● **WHAT NEEDS TO BE DONE**
Reproduce every one of the lines below word for word, in the same order.

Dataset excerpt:
---

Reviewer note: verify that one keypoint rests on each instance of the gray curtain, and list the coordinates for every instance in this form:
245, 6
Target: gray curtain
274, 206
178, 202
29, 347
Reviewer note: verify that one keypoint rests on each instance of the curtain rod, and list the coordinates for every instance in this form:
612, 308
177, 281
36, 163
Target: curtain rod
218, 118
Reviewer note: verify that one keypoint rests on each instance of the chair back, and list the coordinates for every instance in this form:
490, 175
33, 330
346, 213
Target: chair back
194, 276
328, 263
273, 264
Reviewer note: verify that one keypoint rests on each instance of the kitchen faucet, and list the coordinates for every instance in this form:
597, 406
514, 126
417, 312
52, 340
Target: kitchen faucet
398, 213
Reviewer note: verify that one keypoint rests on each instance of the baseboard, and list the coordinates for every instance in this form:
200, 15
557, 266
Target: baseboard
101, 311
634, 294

---

● **ANSWER FOR THE TASK**
Reviewer note: verify that one keypoint rests on each instance of the gray curtain, and list the coordinates for every instance in this form:
245, 6
Target: gray curtain
274, 206
178, 202
29, 347
Reviewer note: verify that one keypoint rests on each instance of the curtain rod, and list the coordinates for every instance in this form:
612, 308
177, 281
36, 163
Target: curtain rod
218, 118
Reviewer note: verify that one keypoint rests on each instance of the chair back, and list the coordinates for every instance in this form:
490, 175
33, 330
346, 213
Target: chair back
194, 276
328, 263
273, 264
Reviewer note: verify that one keypoint rests on each instance of the kitchen faucet, and list the coordinates for every instance in this form:
597, 406
514, 126
417, 312
52, 340
Target: kitchen faucet
398, 213
Reviewer note: verify that one keypoint rests on each instance of the baseboard, and list the coordinates for every instance in this form:
200, 15
557, 266
Target: baseboard
101, 311
634, 294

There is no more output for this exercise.